▶ Task to complete
Report every line of the data where the string "before" appears.

Saved data entries

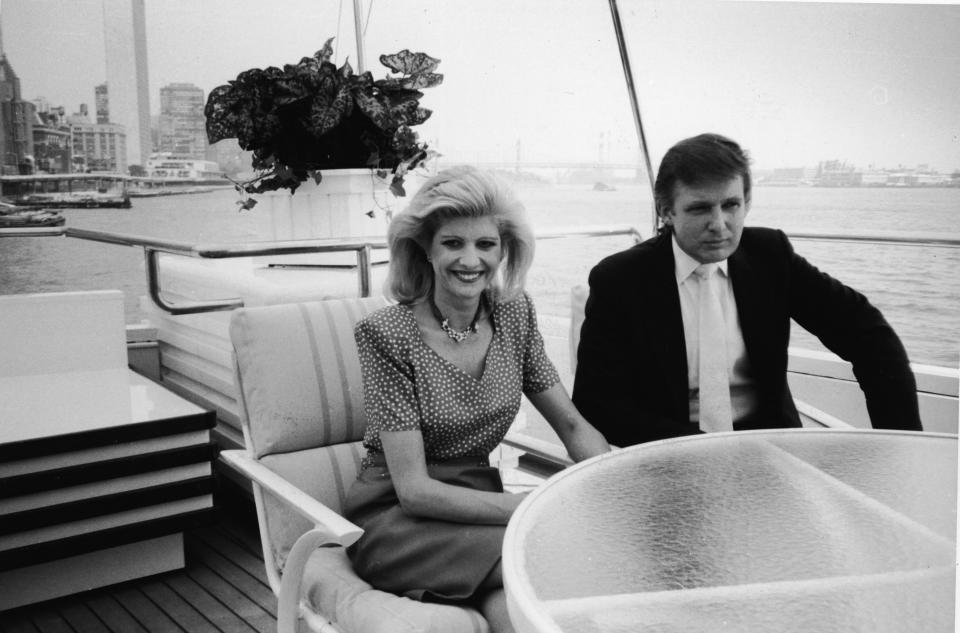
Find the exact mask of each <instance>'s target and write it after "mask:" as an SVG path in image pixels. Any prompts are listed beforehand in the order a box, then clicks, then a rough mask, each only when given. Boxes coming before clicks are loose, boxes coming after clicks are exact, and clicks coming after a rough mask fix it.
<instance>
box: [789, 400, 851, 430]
mask: <svg viewBox="0 0 960 633" xmlns="http://www.w3.org/2000/svg"><path fill="white" fill-rule="evenodd" d="M793 404H794V405H796V407H797V411H798V412H800V413H801V414H803V415H805V416H807V417H808V418H810V419H812V420H813V421H815V422H817V423H819V424H822V425H823V426H825V427H827V428H830V429H852V428H855V427H854V426H853V425H852V424H847V423H846V422H844V421H843V420H841V419H840V418H836V417H834V416H832V415H830V414H829V413H827V412H826V411H821V410H820V409H818V408H816V407H815V406H813V405H811V404H809V403H807V402H804V401H803V400H797V399H796V398H794V399H793Z"/></svg>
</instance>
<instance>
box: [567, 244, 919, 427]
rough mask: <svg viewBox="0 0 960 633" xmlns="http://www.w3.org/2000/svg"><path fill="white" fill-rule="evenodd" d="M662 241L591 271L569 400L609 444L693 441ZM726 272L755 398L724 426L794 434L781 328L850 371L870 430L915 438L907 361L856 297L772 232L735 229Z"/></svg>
mask: <svg viewBox="0 0 960 633" xmlns="http://www.w3.org/2000/svg"><path fill="white" fill-rule="evenodd" d="M671 240H672V238H671V235H670V234H669V233H664V234H662V235H659V236H657V237H655V238H653V239H650V240H647V241H646V242H644V243H642V244H638V245H636V246H634V247H633V248H630V249H628V250H626V251H622V252H620V253H616V254H615V255H612V256H610V257H607V258H606V259H604V260H603V261H601V262H600V263H599V264H597V266H595V267H594V269H593V270H592V271H591V272H590V296H589V298H588V299H587V305H586V318H585V320H584V323H583V328H582V329H581V334H580V347H579V349H578V354H577V375H576V379H575V382H574V387H573V401H574V404H576V405H577V407H578V408H579V409H580V412H581V413H582V414H583V415H584V417H586V418H587V420H589V421H590V422H591V423H592V424H593V425H594V426H595V427H597V428H598V429H599V430H600V431H601V432H602V433H603V434H604V435H605V436H606V437H607V440H608V441H609V442H610V443H611V444H614V445H617V446H628V445H631V444H638V443H640V442H649V441H651V440H658V439H663V438H667V437H675V436H678V435H688V434H691V433H696V432H698V431H697V429H696V426H695V425H691V424H690V423H689V419H690V411H689V399H688V387H687V357H686V343H685V341H684V335H683V321H682V318H681V316H680V295H679V292H678V289H677V282H676V275H675V272H674V261H673V248H672V246H671ZM728 270H729V273H730V278H731V280H732V283H733V292H734V297H735V298H736V302H737V313H738V314H739V316H740V327H741V329H742V331H743V339H744V343H745V345H746V350H747V356H748V358H749V360H750V365H751V369H752V373H753V380H754V383H755V386H756V391H757V396H758V398H759V406H758V409H757V411H756V414H755V415H752V416H751V418H750V419H749V420H744V421H741V422H739V423H738V424H737V425H735V428H737V429H738V430H739V429H745V428H774V427H790V426H800V418H799V415H798V414H797V409H796V407H795V406H794V404H793V399H792V397H791V395H790V389H789V387H788V386H787V344H788V343H789V340H790V319H791V318H792V319H794V320H795V321H796V322H797V323H798V324H800V325H801V326H802V327H803V328H804V329H806V330H807V331H809V332H810V333H812V334H814V335H815V336H816V337H817V338H819V339H820V340H821V341H822V342H823V344H824V345H825V346H826V347H827V348H828V349H830V350H831V351H832V352H834V353H835V354H837V355H838V356H840V357H841V358H843V359H845V360H847V361H849V362H851V363H852V364H853V372H854V374H855V375H856V377H857V380H858V382H859V383H860V388H861V389H862V390H863V392H864V394H865V396H866V400H867V409H868V411H869V413H870V420H871V422H872V424H873V426H874V427H875V428H888V429H912V430H920V428H921V426H920V414H919V411H918V406H917V394H916V382H915V380H914V377H913V373H912V371H911V370H910V367H909V363H908V360H907V354H906V352H905V350H904V348H903V345H902V344H901V342H900V339H899V338H898V337H897V335H896V333H894V331H893V329H892V328H891V327H890V325H889V324H888V323H887V322H886V320H885V319H884V318H883V315H882V314H880V311H879V310H877V309H876V308H875V307H873V306H872V305H871V304H870V302H869V301H867V299H866V297H864V296H863V295H862V294H860V293H859V292H857V291H855V290H853V289H852V288H848V287H847V286H844V285H843V284H842V283H840V282H839V281H837V280H836V279H833V278H832V277H830V276H829V275H826V274H825V273H822V272H820V271H819V270H817V269H816V268H815V267H814V266H813V265H811V264H810V263H809V262H807V261H806V260H805V259H804V258H802V257H800V256H799V255H797V254H796V253H794V251H793V247H792V246H791V245H790V242H789V241H788V240H787V236H786V235H784V234H783V233H782V232H781V231H776V230H773V229H763V228H745V229H744V231H743V237H742V239H741V241H740V246H739V248H738V249H737V251H736V252H735V253H734V254H733V255H731V256H730V259H729V260H728Z"/></svg>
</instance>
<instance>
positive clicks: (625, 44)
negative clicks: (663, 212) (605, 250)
mask: <svg viewBox="0 0 960 633" xmlns="http://www.w3.org/2000/svg"><path fill="white" fill-rule="evenodd" d="M609 1H610V16H611V17H612V18H613V30H614V32H615V33H616V35H617V47H618V48H619V49H620V62H621V64H622V65H623V75H624V79H625V80H626V82H627V94H628V96H629V97H630V108H631V109H632V110H633V122H634V123H635V124H636V126H637V139H638V140H639V141H640V151H641V153H642V154H643V161H644V165H645V166H646V168H647V182H648V183H649V184H650V195H651V196H652V195H653V183H654V182H655V180H656V179H655V177H654V175H653V166H652V165H651V164H650V151H649V150H648V149H647V136H646V134H644V132H643V119H642V118H641V117H640V103H639V101H638V100H637V89H636V86H634V83H633V71H631V69H630V54H629V53H628V52H627V42H626V40H625V39H624V37H623V24H622V23H621V22H620V11H619V9H617V0H609ZM651 215H652V225H653V234H654V235H656V233H657V212H656V205H654V208H653V211H652V213H651Z"/></svg>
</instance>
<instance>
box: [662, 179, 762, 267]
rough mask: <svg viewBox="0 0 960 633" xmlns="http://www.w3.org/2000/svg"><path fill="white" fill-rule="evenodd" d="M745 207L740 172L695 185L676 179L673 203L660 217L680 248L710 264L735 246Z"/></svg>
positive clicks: (736, 245) (725, 258)
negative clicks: (670, 230)
mask: <svg viewBox="0 0 960 633" xmlns="http://www.w3.org/2000/svg"><path fill="white" fill-rule="evenodd" d="M749 210H750V200H749V198H747V197H745V196H744V193H743V178H742V177H741V176H736V177H734V178H732V179H730V180H725V181H720V182H715V183H706V184H702V185H697V186H689V185H686V184H684V183H682V182H679V181H678V182H677V183H676V185H675V186H674V189H673V204H672V206H671V207H670V209H668V210H666V212H664V213H663V220H664V222H665V223H667V224H669V225H671V226H672V227H673V234H674V235H675V236H676V238H677V244H679V245H680V248H681V249H682V250H683V252H685V253H686V254H687V255H689V256H690V257H692V258H694V259H695V260H697V261H698V262H700V263H701V264H710V263H714V262H719V261H722V260H724V259H726V258H728V257H730V255H732V254H733V252H734V251H735V250H737V247H738V246H739V245H740V236H741V235H742V234H743V220H744V218H745V217H746V216H747V212H748V211H749Z"/></svg>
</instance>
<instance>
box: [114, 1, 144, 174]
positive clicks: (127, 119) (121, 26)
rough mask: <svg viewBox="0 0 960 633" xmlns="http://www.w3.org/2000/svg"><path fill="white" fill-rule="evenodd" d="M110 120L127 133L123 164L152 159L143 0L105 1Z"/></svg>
mask: <svg viewBox="0 0 960 633" xmlns="http://www.w3.org/2000/svg"><path fill="white" fill-rule="evenodd" d="M103 31H104V43H105V45H106V51H107V55H106V61H107V86H109V88H110V92H109V95H110V120H111V122H112V123H113V124H117V125H119V126H121V127H122V128H123V130H125V132H126V145H125V149H124V158H123V165H124V169H126V166H127V165H133V164H139V165H145V164H146V162H147V158H148V157H149V156H150V151H151V144H150V94H149V84H148V72H147V27H146V19H145V17H144V0H103Z"/></svg>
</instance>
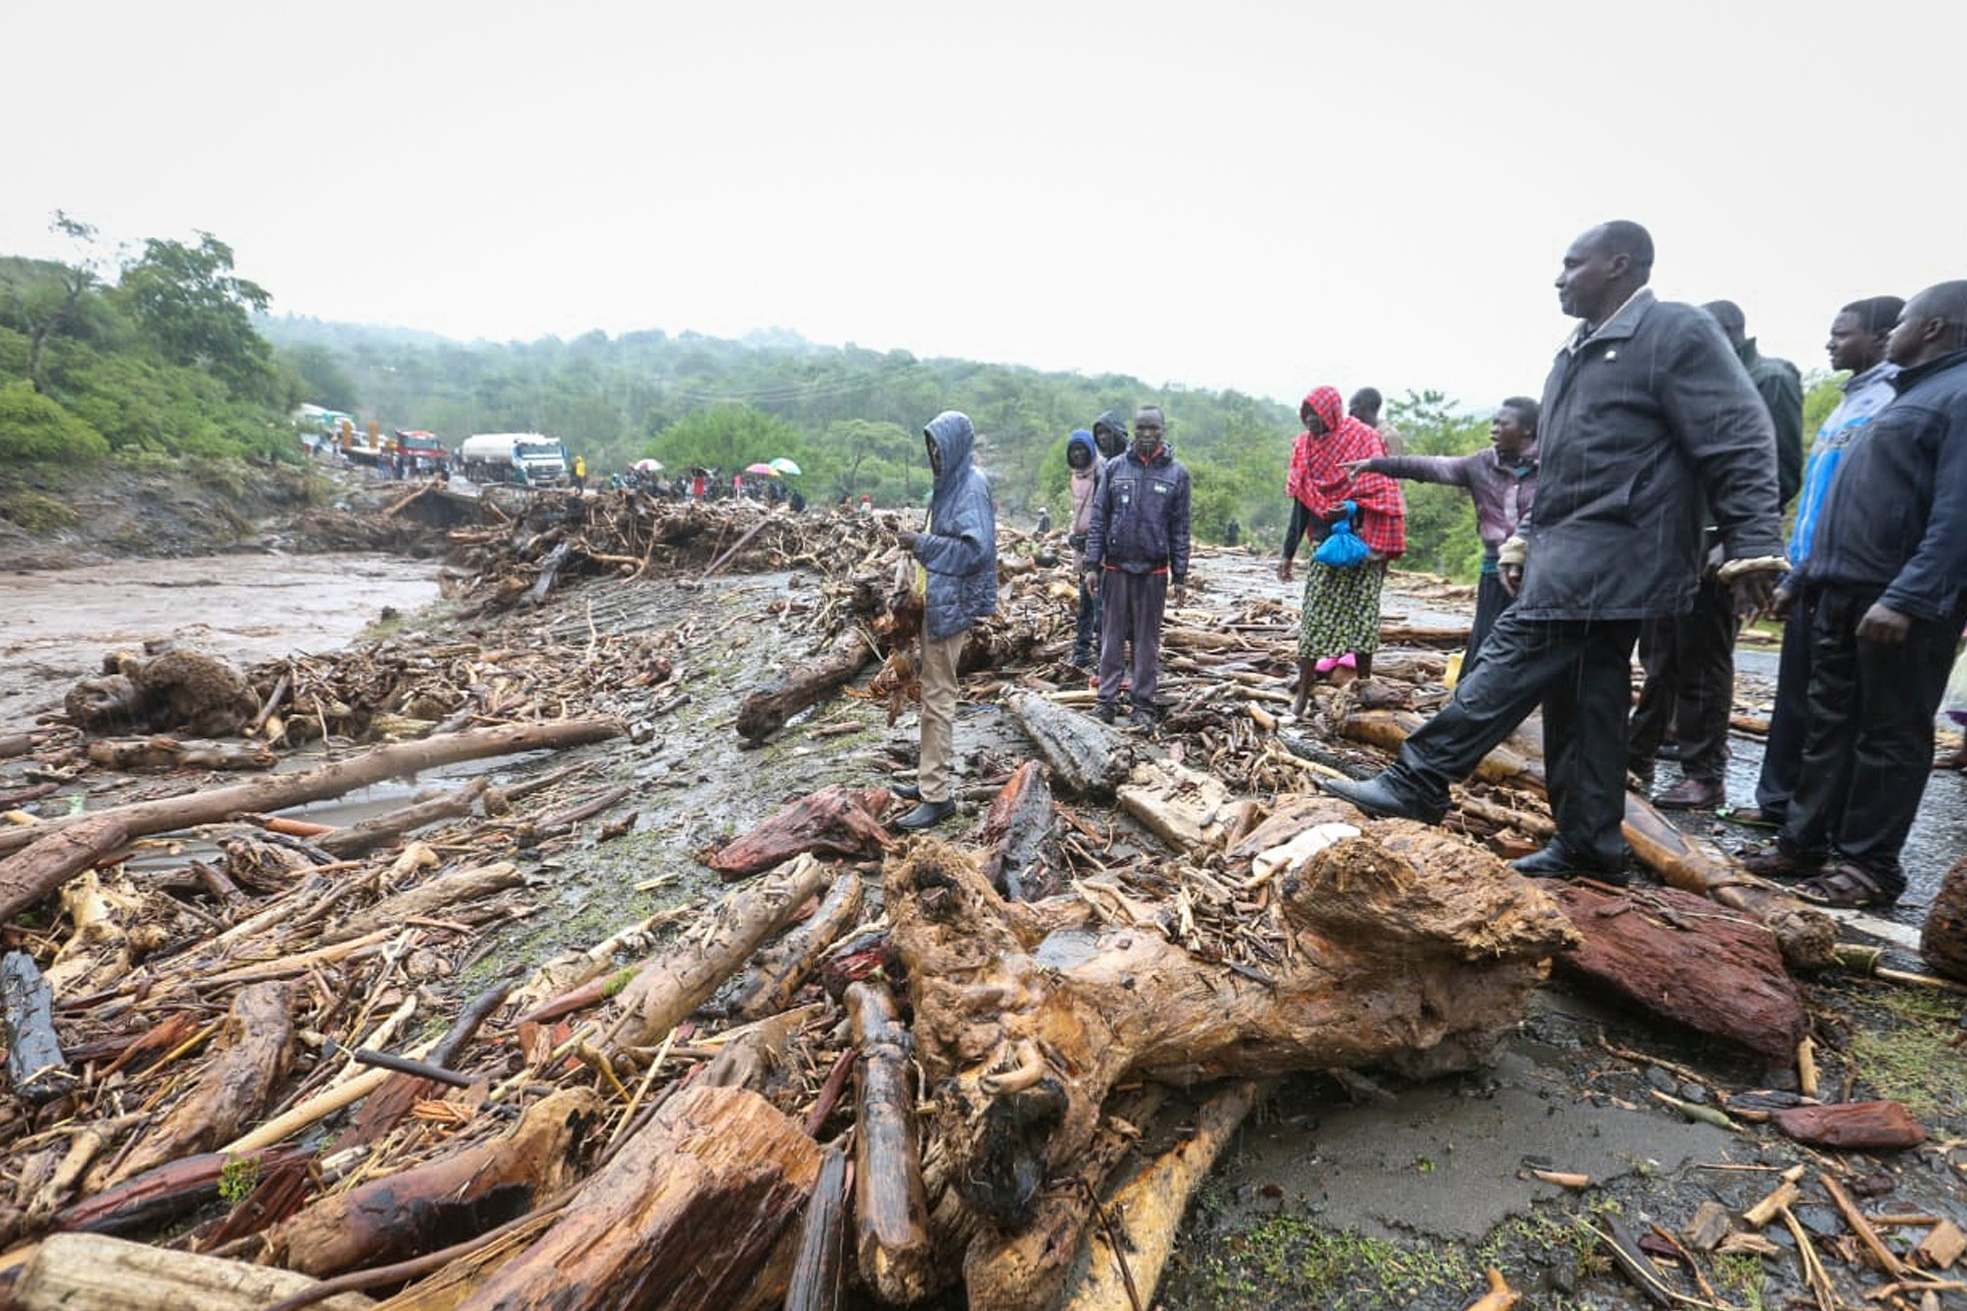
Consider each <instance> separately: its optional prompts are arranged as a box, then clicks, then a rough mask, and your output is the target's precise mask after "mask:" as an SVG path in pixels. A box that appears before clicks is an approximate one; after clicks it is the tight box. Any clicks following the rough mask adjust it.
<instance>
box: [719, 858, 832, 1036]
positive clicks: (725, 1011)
mask: <svg viewBox="0 0 1967 1311" xmlns="http://www.w3.org/2000/svg"><path fill="white" fill-rule="evenodd" d="M860 913H862V878H860V874H856V872H854V870H842V872H840V876H836V878H834V886H832V888H828V890H826V896H824V898H822V900H820V905H818V909H814V911H812V915H808V917H806V921H805V923H797V925H793V927H791V929H787V931H785V935H783V937H781V939H779V941H777V943H773V945H771V947H767V949H765V951H761V953H759V955H757V961H755V963H751V968H747V970H745V972H744V974H742V976H740V978H738V982H736V984H734V986H732V988H730V992H728V994H726V996H720V998H716V1000H718V1004H720V1006H718V1008H720V1010H722V1012H724V1014H726V1016H732V1018H738V1020H763V1018H765V1016H775V1014H779V1012H781V1010H785V1008H787V1006H791V1004H793V996H795V994H797V992H799V988H801V984H805V982H806V976H808V974H810V972H812V970H814V968H816V967H818V963H820V957H824V955H826V949H828V947H832V945H834V941H836V939H838V937H840V935H842V933H846V931H848V929H852V927H854V925H856V923H860Z"/></svg>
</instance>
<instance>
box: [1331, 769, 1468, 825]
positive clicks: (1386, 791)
mask: <svg viewBox="0 0 1967 1311" xmlns="http://www.w3.org/2000/svg"><path fill="white" fill-rule="evenodd" d="M1318 785H1320V787H1322V789H1324V791H1326V793H1328V795H1332V797H1338V799H1340V801H1351V803H1353V805H1357V807H1359V809H1361V811H1365V813H1367V815H1373V817H1377V819H1418V821H1420V823H1424V825H1438V823H1442V815H1444V813H1446V811H1434V809H1428V807H1424V805H1420V803H1416V801H1408V799H1406V797H1402V795H1401V793H1397V791H1395V789H1393V787H1389V785H1387V776H1385V774H1379V776H1375V778H1369V780H1365V781H1359V783H1355V781H1353V780H1341V778H1328V780H1322V781H1320V783H1318Z"/></svg>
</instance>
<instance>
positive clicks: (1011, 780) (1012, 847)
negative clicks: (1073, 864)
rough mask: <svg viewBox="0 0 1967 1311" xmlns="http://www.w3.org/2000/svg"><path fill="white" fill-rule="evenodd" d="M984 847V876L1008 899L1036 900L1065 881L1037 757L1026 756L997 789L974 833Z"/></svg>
mask: <svg viewBox="0 0 1967 1311" xmlns="http://www.w3.org/2000/svg"><path fill="white" fill-rule="evenodd" d="M978 841H980V843H983V846H985V850H987V852H989V854H987V856H985V858H983V878H987V880H989V882H991V886H993V888H997V890H999V892H1001V894H1005V896H1007V898H1009V900H1013V902H1039V900H1043V898H1048V896H1054V894H1056V892H1060V888H1062V886H1064V882H1066V862H1064V856H1062V854H1060V850H1058V839H1056V837H1052V787H1050V783H1046V781H1044V770H1043V768H1041V766H1039V762H1037V760H1027V762H1025V764H1021V766H1019V768H1017V770H1013V772H1011V778H1009V780H1005V785H1003V787H1001V789H997V795H995V797H993V799H991V803H989V809H987V811H983V827H982V831H980V833H978Z"/></svg>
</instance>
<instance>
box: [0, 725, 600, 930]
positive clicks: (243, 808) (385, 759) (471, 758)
mask: <svg viewBox="0 0 1967 1311" xmlns="http://www.w3.org/2000/svg"><path fill="white" fill-rule="evenodd" d="M620 732H622V724H618V722H616V720H612V718H563V720H547V722H539V724H502V726H498V728H472V730H466V732H452V734H445V736H437V738H423V740H421V742H397V744H393V746H378V748H376V750H370V752H364V754H360V756H352V758H348V760H338V762H334V764H328V766H321V768H319V770H309V772H305V774H275V776H271V778H260V780H252V781H250V783H234V785H232V787H214V789H212V791H195V793H191V795H185V797H161V799H157V801H136V803H132V805H118V807H114V809H108V811H96V813H94V815H81V817H77V819H51V821H47V823H45V825H33V829H35V831H39V833H28V831H20V829H14V831H0V852H8V850H18V848H22V846H26V844H30V843H35V841H37V839H41V841H45V839H43V833H45V835H49V837H51V835H53V833H67V831H69V829H75V827H79V825H85V823H120V825H122V827H124V833H126V835H128V837H126V841H128V839H130V837H146V835H149V833H169V831H173V829H191V827H197V825H212V823H218V821H222V819H226V817H228V815H238V813H240V811H248V813H266V811H281V809H287V807H291V805H303V803H307V801H327V799H328V797H338V795H342V793H344V791H354V789H356V787H368V785H370V783H380V781H384V780H387V778H403V776H413V774H421V772H425V770H435V768H437V766H447V764H458V762H460V760H490V758H494V756H515V754H519V752H537V750H565V748H568V746H584V744H588V742H606V740H608V738H614V736H620ZM10 866H12V862H6V864H0V907H4V909H0V917H4V915H12V913H14V911H18V909H20V904H14V880H12V876H10V874H12V870H10ZM57 882H59V880H57ZM47 892H53V886H47V888H41V890H39V892H37V894H35V896H33V898H28V902H26V904H31V902H33V900H37V898H39V896H47Z"/></svg>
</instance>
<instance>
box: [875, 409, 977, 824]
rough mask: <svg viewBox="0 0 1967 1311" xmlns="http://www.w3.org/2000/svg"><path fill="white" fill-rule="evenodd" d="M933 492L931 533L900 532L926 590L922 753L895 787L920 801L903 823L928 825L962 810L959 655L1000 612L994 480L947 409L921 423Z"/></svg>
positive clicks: (931, 504)
mask: <svg viewBox="0 0 1967 1311" xmlns="http://www.w3.org/2000/svg"><path fill="white" fill-rule="evenodd" d="M923 443H924V445H926V449H928V468H930V470H932V472H934V478H936V482H934V494H932V496H930V498H928V528H926V531H921V533H913V531H905V533H901V545H903V547H905V549H909V551H911V553H913V555H915V559H917V563H919V565H921V573H919V575H917V583H919V587H921V589H923V752H921V760H919V764H917V776H915V778H917V781H915V787H897V789H895V793H897V795H901V797H909V799H915V801H917V803H919V805H917V807H915V809H913V811H909V813H907V815H903V817H901V821H899V823H901V827H903V829H928V827H930V825H938V823H942V821H944V819H948V817H950V815H954V813H956V801H954V799H952V797H950V762H952V760H954V758H956V693H958V683H956V661H958V659H960V657H962V654H964V636H968V632H970V628H972V626H974V624H976V622H978V620H980V618H985V616H989V614H995V612H997V506H995V504H993V502H991V494H989V480H987V478H985V476H983V474H982V472H980V470H978V468H976V465H974V463H972V453H974V451H976V429H974V427H972V425H970V417H968V415H964V413H958V411H954V409H944V411H942V413H938V415H936V417H934V419H930V421H928V427H924V429H923Z"/></svg>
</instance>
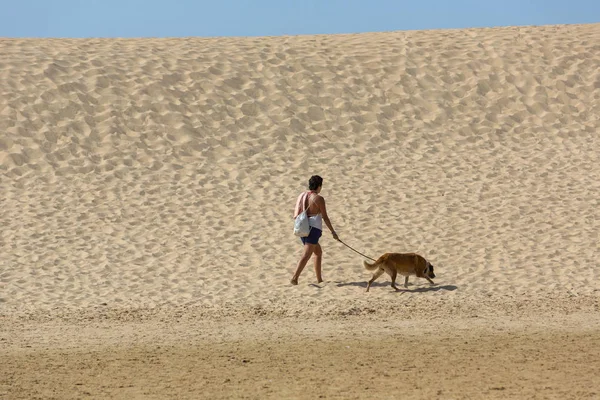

▶ Task result
Find the exact mask of each <instance>'s target and write it after "mask:" as an SVG path in image pixels. Any prompts are listed beforehand in the order a box, then clicks, then a rough mask, each only when given. Boxes coming before clicks are loose, boxes coming after clicks are exact, and clicks coming after a rough mask fix it.
Consider each <instance> separately: its optional prompts are arranged as a box, then clicks, then a rough mask, and your output is the target's precise mask after "mask:" as an SVG path in pixels. A box that appears before clicks is an approximate one; after clicks it is the tight box. Any clicks following the rough mask adjust it.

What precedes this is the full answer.